[Data entries]
━━━
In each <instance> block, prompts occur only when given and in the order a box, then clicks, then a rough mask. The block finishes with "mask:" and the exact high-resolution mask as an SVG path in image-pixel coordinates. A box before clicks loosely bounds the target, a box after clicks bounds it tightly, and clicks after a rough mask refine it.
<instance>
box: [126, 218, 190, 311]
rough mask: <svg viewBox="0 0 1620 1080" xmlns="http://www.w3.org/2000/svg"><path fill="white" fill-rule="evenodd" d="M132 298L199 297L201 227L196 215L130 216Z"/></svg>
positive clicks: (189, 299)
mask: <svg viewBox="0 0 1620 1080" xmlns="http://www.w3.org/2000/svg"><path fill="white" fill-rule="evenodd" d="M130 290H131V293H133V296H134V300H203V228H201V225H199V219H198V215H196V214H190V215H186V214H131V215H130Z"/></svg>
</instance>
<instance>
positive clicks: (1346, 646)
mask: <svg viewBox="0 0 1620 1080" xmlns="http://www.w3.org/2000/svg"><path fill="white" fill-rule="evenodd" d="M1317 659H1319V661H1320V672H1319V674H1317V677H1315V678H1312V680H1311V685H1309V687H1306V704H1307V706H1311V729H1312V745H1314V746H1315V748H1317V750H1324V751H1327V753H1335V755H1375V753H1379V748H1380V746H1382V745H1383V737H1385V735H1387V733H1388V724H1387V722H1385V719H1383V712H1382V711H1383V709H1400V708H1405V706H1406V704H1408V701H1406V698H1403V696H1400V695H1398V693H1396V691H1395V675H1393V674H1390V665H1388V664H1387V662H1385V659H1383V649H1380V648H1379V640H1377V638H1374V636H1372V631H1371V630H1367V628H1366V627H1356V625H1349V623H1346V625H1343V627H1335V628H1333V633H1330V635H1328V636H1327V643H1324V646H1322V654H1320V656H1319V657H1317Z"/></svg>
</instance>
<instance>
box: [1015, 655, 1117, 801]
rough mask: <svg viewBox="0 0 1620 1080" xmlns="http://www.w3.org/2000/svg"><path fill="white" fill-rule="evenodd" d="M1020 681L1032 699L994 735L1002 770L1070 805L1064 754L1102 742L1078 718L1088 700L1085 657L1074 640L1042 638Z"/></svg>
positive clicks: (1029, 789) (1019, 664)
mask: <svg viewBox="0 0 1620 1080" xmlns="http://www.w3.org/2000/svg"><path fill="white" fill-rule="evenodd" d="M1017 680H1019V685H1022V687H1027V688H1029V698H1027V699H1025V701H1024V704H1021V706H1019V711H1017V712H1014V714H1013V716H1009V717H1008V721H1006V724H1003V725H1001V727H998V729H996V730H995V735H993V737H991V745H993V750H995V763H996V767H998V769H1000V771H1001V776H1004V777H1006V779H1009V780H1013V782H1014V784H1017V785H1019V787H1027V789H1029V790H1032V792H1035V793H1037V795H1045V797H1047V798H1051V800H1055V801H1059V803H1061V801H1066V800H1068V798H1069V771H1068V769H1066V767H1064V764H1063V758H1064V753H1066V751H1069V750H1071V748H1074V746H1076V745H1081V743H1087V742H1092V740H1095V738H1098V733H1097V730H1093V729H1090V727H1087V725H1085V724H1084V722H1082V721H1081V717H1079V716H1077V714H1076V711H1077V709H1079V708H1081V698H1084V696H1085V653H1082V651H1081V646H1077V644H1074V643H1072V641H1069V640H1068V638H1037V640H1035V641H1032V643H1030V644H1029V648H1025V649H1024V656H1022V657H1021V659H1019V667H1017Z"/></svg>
━━━
When you transcribe the records above, keep every line exactly the same.

In each <instance> block, prompts occur only when given and in the order a box, then clicks, then a rough mask. The block finishes with "mask:" and the exact high-resolution mask as an SVG path in image-pixel coordinates. A box before clicks loosely bounds the target, a box after clicks bounds it tightly, and clicks after a rough mask refine it.
<instance>
box: [126, 218, 190, 311]
rough mask: <svg viewBox="0 0 1620 1080" xmlns="http://www.w3.org/2000/svg"><path fill="white" fill-rule="evenodd" d="M132 298L199 297L201 227L196 215L130 216Z"/></svg>
positive clicks: (189, 299)
mask: <svg viewBox="0 0 1620 1080" xmlns="http://www.w3.org/2000/svg"><path fill="white" fill-rule="evenodd" d="M130 290H131V293H133V296H134V300H203V228H201V225H199V219H198V215H196V214H190V215H186V214H131V215H130Z"/></svg>
</instance>
<instance>
positive clicks: (1346, 646)
mask: <svg viewBox="0 0 1620 1080" xmlns="http://www.w3.org/2000/svg"><path fill="white" fill-rule="evenodd" d="M1317 659H1319V661H1320V672H1319V674H1317V677H1315V678H1312V680H1311V685H1309V687H1306V704H1307V706H1311V729H1312V745H1314V746H1315V748H1317V750H1324V751H1327V753H1335V755H1375V753H1379V748H1380V746H1382V745H1383V737H1385V735H1387V733H1388V724H1387V722H1385V719H1383V712H1382V711H1383V709H1400V708H1405V706H1406V704H1408V701H1406V698H1403V696H1400V695H1398V693H1396V691H1395V675H1393V674H1390V665H1388V664H1387V662H1385V659H1383V649H1380V648H1379V640H1377V638H1374V636H1372V631H1371V630H1367V628H1366V627H1356V625H1349V623H1346V625H1343V627H1335V628H1333V633H1330V635H1328V636H1327V643H1324V646H1322V654H1320V656H1319V657H1317Z"/></svg>
</instance>
<instance>
box: [1015, 655, 1117, 801]
rough mask: <svg viewBox="0 0 1620 1080" xmlns="http://www.w3.org/2000/svg"><path fill="white" fill-rule="evenodd" d="M1020 681L1032 699L994 735L1002 770L1070 805L1064 754L1102 742L1078 718L1088 700L1085 657L1074 640L1042 638Z"/></svg>
positive clicks: (1029, 789) (1019, 664)
mask: <svg viewBox="0 0 1620 1080" xmlns="http://www.w3.org/2000/svg"><path fill="white" fill-rule="evenodd" d="M1017 680H1019V685H1022V687H1027V688H1029V698H1027V699H1025V701H1024V704H1021V706H1019V711H1017V712H1014V714H1013V716H1009V717H1008V721H1006V724H1003V725H1001V727H998V729H996V730H995V735H993V737H991V745H993V750H995V763H996V767H998V769H1000V771H1001V776H1004V777H1006V779H1009V780H1013V782H1014V784H1017V785H1019V787H1027V789H1029V790H1032V792H1035V793H1037V795H1045V797H1047V798H1051V800H1055V801H1059V803H1061V801H1066V800H1068V798H1069V771H1068V769H1066V767H1064V764H1063V758H1064V753H1066V751H1069V750H1071V748H1074V746H1076V745H1081V743H1087V742H1092V740H1095V738H1098V733H1097V730H1093V729H1090V727H1087V725H1085V724H1084V722H1082V721H1081V717H1079V716H1077V714H1076V711H1077V709H1079V708H1081V698H1084V696H1085V653H1082V651H1081V646H1077V644H1074V643H1072V641H1069V640H1068V638H1037V640H1035V641H1032V643H1030V644H1029V648H1025V649H1024V656H1022V657H1021V659H1019V667H1017Z"/></svg>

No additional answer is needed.